## Aim
List every line in the entries below that contains the string "what", copying each line in full. Treat uppercase and lowercase as different.

Excerpts from a detection dataset:
● ● ● ●

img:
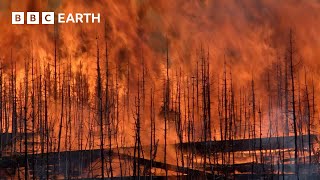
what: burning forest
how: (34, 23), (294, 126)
(0, 0), (320, 179)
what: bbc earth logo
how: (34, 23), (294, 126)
(12, 12), (100, 24)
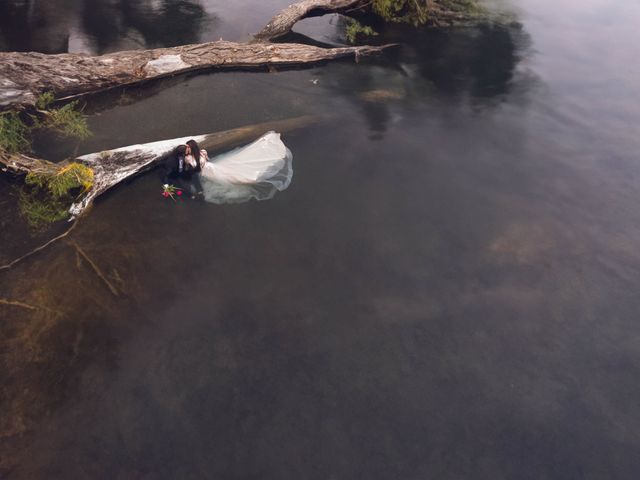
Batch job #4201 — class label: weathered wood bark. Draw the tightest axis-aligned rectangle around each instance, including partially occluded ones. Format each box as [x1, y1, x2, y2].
[0, 116, 319, 219]
[0, 149, 60, 175]
[254, 0, 364, 41]
[0, 40, 384, 109]
[254, 0, 480, 42]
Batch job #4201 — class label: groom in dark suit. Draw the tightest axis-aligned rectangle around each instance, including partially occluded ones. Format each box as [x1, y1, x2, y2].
[162, 145, 202, 198]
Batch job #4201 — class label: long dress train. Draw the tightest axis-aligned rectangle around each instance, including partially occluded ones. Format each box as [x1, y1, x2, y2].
[200, 132, 293, 204]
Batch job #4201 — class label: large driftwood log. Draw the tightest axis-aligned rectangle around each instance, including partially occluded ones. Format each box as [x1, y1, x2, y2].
[0, 116, 318, 219]
[0, 40, 384, 109]
[254, 0, 364, 41]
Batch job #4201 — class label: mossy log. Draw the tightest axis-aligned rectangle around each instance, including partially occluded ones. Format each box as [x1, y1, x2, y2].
[0, 116, 319, 219]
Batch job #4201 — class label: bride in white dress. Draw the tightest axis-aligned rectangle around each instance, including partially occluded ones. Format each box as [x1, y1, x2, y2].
[200, 132, 293, 204]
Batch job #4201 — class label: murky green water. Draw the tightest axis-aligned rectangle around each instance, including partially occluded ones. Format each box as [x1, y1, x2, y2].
[0, 0, 640, 480]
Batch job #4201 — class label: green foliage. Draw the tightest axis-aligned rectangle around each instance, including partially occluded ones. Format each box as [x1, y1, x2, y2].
[36, 92, 55, 110]
[344, 18, 378, 44]
[0, 92, 91, 153]
[0, 112, 31, 153]
[25, 163, 93, 200]
[18, 163, 93, 230]
[18, 189, 69, 230]
[372, 0, 428, 26]
[371, 0, 481, 27]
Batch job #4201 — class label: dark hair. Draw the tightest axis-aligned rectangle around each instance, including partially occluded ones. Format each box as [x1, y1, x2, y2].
[187, 140, 201, 172]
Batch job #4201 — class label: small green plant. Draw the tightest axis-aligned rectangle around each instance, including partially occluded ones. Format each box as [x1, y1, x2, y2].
[344, 18, 378, 44]
[0, 112, 31, 153]
[25, 162, 93, 199]
[19, 162, 93, 230]
[372, 0, 482, 27]
[41, 101, 91, 140]
[18, 189, 69, 230]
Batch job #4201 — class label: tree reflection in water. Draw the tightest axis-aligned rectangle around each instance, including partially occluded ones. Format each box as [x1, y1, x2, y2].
[320, 22, 537, 139]
[0, 0, 214, 54]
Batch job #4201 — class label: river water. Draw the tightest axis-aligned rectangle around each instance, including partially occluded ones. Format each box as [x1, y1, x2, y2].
[0, 0, 640, 480]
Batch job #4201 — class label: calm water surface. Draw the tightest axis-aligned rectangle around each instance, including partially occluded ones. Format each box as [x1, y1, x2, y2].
[0, 0, 640, 480]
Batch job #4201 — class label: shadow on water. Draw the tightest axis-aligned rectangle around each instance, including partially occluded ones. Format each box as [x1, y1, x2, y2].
[0, 0, 216, 54]
[322, 21, 539, 140]
[0, 2, 640, 480]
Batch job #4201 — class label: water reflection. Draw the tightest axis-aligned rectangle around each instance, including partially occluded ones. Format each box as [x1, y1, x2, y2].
[0, 0, 216, 54]
[320, 22, 537, 139]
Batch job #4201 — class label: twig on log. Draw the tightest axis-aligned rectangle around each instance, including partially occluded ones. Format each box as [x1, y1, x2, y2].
[67, 242, 118, 297]
[0, 298, 38, 310]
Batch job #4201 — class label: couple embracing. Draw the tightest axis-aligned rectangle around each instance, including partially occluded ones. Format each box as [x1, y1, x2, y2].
[163, 132, 293, 204]
[163, 140, 209, 198]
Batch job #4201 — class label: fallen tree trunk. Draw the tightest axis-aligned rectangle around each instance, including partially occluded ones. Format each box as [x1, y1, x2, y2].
[254, 0, 477, 42]
[254, 0, 364, 42]
[0, 116, 318, 219]
[0, 40, 385, 109]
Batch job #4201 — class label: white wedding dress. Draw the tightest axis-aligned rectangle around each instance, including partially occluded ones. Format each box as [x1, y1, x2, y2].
[200, 132, 293, 204]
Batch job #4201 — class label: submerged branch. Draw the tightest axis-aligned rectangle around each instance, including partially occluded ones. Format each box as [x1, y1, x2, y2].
[68, 242, 118, 297]
[0, 40, 384, 110]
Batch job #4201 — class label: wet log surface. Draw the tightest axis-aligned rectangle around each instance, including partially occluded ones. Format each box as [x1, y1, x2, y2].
[0, 40, 384, 109]
[0, 116, 319, 218]
[254, 0, 370, 41]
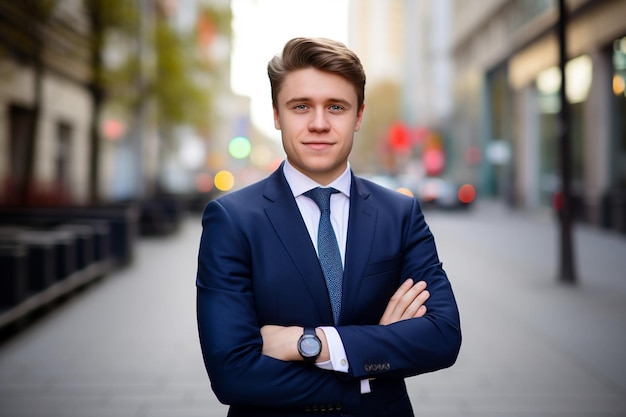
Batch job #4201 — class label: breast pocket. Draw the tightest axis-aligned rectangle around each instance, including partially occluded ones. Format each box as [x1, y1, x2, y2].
[363, 255, 403, 282]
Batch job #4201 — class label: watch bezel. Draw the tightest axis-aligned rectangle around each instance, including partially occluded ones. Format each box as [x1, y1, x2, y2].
[298, 327, 322, 363]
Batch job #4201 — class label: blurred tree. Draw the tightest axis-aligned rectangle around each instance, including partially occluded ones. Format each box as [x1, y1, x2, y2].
[84, 0, 139, 203]
[353, 81, 402, 172]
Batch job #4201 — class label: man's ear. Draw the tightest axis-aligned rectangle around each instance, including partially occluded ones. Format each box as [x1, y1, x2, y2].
[272, 106, 280, 130]
[354, 104, 365, 132]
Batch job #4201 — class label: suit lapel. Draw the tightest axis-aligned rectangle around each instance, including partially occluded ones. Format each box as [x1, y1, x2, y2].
[264, 165, 333, 323]
[341, 175, 378, 322]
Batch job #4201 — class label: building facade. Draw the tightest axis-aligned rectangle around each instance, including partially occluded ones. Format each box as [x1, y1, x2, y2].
[0, 2, 92, 204]
[449, 0, 626, 231]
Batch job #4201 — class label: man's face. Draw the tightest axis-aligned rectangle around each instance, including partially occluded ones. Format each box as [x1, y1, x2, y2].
[274, 68, 364, 185]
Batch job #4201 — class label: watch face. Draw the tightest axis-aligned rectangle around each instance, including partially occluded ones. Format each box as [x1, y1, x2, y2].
[300, 336, 321, 356]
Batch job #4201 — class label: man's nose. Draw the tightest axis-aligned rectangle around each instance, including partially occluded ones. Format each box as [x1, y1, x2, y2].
[309, 109, 330, 132]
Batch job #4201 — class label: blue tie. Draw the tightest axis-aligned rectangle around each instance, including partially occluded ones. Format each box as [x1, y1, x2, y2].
[304, 187, 343, 324]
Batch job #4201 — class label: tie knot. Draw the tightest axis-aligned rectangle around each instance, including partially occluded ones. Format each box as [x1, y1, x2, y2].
[304, 187, 339, 211]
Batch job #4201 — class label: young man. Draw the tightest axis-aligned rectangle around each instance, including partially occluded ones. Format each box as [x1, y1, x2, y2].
[197, 38, 461, 417]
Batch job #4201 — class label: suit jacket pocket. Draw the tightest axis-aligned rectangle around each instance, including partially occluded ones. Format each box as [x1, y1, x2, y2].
[363, 255, 403, 279]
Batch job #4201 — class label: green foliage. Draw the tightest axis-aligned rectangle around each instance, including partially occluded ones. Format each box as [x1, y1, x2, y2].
[153, 20, 210, 129]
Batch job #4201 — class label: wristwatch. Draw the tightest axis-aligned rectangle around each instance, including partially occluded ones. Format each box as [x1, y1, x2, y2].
[298, 327, 322, 363]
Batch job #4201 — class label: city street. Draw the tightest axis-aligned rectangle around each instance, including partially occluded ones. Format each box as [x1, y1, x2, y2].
[0, 202, 626, 417]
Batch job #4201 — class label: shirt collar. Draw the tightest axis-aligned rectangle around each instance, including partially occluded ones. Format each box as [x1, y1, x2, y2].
[283, 159, 352, 197]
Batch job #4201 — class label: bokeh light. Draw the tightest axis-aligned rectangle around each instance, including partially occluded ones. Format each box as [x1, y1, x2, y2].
[228, 136, 252, 159]
[196, 172, 213, 193]
[396, 187, 413, 197]
[214, 170, 235, 191]
[459, 184, 476, 204]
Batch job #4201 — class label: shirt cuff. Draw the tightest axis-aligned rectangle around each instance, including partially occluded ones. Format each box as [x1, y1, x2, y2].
[316, 327, 350, 373]
[315, 327, 372, 394]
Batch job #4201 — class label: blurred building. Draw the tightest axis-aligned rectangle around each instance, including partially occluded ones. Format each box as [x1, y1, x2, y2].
[0, 1, 93, 204]
[450, 0, 626, 231]
[0, 0, 237, 206]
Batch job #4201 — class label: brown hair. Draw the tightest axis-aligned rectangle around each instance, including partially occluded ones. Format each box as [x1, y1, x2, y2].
[267, 38, 365, 109]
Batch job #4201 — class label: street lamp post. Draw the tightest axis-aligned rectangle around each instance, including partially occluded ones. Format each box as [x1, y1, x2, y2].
[558, 0, 577, 284]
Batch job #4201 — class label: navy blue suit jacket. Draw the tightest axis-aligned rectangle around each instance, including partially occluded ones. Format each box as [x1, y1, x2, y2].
[196, 167, 461, 417]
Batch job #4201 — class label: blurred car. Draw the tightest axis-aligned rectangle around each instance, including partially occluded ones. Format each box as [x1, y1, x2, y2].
[415, 177, 476, 209]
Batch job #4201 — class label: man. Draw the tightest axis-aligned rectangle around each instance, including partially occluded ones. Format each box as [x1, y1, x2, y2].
[197, 38, 461, 417]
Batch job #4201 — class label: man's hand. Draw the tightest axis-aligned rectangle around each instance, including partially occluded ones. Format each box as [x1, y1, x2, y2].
[379, 278, 430, 325]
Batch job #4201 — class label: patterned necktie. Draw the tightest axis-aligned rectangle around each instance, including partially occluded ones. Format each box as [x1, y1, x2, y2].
[304, 187, 343, 324]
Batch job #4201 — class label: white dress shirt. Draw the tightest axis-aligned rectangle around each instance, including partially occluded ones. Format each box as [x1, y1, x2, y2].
[283, 160, 370, 394]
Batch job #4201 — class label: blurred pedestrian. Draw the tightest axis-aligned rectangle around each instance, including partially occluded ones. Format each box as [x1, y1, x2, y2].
[197, 38, 461, 417]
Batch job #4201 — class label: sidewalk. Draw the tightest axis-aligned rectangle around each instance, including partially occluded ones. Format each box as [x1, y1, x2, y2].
[0, 200, 626, 417]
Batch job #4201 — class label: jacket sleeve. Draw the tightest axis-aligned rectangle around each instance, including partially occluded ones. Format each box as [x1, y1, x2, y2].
[196, 201, 360, 411]
[337, 200, 461, 379]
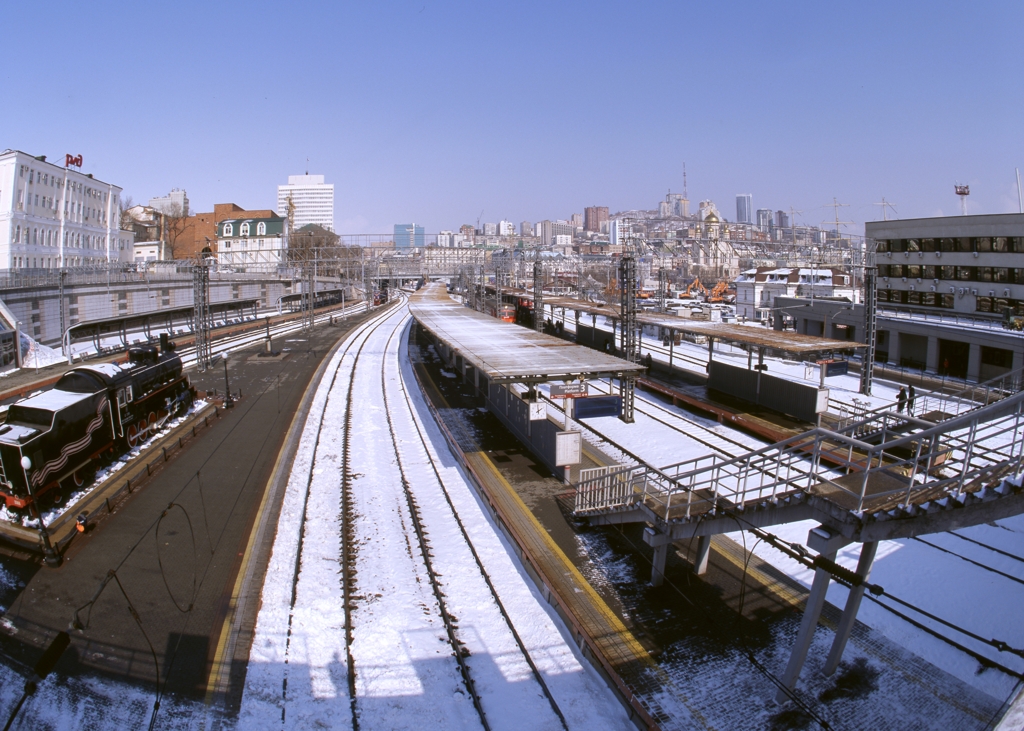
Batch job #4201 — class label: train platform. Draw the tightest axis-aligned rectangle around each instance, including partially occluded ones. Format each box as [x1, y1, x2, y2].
[409, 283, 645, 384]
[407, 331, 669, 728]
[410, 315, 996, 729]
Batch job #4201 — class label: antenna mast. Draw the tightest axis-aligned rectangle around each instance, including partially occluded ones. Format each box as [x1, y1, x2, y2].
[953, 183, 971, 216]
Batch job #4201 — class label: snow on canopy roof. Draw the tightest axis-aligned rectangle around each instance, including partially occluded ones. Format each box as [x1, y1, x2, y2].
[409, 283, 644, 383]
[518, 292, 866, 355]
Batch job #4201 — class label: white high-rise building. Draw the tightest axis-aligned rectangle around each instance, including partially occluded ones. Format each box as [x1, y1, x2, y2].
[278, 175, 334, 231]
[0, 149, 135, 269]
[736, 192, 754, 223]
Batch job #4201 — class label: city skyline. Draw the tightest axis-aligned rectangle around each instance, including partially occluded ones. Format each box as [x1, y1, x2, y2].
[0, 2, 1024, 233]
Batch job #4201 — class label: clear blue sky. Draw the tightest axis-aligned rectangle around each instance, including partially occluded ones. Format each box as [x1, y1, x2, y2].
[0, 0, 1024, 233]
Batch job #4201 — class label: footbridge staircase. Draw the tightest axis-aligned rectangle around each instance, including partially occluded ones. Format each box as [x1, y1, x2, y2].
[574, 389, 1024, 700]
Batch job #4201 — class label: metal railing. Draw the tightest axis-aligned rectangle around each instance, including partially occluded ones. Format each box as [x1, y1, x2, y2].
[575, 393, 1024, 521]
[828, 369, 1024, 436]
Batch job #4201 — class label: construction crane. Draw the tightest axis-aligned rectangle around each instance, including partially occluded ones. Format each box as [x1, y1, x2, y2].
[686, 276, 708, 299]
[708, 280, 729, 302]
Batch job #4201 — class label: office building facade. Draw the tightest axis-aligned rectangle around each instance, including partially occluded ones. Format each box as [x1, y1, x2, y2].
[0, 149, 134, 269]
[150, 188, 188, 216]
[394, 223, 424, 249]
[278, 175, 334, 231]
[217, 215, 288, 266]
[736, 192, 754, 223]
[583, 206, 608, 233]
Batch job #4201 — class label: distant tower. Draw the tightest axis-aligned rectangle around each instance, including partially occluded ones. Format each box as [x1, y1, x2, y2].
[736, 192, 754, 223]
[953, 183, 971, 216]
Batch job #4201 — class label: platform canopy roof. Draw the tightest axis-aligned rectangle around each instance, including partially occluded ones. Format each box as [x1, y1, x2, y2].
[409, 283, 645, 383]
[517, 293, 867, 355]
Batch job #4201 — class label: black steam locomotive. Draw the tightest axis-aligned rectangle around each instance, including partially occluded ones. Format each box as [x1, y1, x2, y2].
[0, 335, 196, 512]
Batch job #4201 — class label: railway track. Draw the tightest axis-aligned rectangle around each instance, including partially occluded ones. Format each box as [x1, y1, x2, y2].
[256, 292, 568, 730]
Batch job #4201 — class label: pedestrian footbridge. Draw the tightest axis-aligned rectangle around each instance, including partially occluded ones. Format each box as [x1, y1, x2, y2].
[574, 384, 1024, 700]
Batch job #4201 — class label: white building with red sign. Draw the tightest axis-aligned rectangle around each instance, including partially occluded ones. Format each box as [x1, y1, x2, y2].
[0, 149, 134, 270]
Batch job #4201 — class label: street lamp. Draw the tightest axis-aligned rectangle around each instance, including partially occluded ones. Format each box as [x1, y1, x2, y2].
[220, 353, 234, 409]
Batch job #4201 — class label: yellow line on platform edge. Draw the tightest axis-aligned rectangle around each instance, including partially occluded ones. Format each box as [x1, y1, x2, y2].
[466, 452, 650, 660]
[414, 363, 654, 665]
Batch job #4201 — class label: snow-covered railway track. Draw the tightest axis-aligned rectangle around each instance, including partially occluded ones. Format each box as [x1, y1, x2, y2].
[242, 296, 622, 731]
[381, 321, 568, 731]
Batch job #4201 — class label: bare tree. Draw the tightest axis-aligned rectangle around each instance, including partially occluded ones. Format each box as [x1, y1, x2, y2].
[156, 203, 191, 260]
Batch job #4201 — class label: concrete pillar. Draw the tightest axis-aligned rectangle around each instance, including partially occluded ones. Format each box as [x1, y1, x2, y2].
[775, 551, 836, 703]
[650, 544, 672, 587]
[967, 343, 981, 383]
[822, 541, 879, 676]
[693, 535, 711, 576]
[925, 335, 939, 373]
[889, 330, 900, 366]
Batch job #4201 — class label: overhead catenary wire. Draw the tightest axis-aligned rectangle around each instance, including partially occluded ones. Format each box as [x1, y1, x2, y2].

● ● ● ●

## Solved problem
what: burning forest
what: bbc earth logo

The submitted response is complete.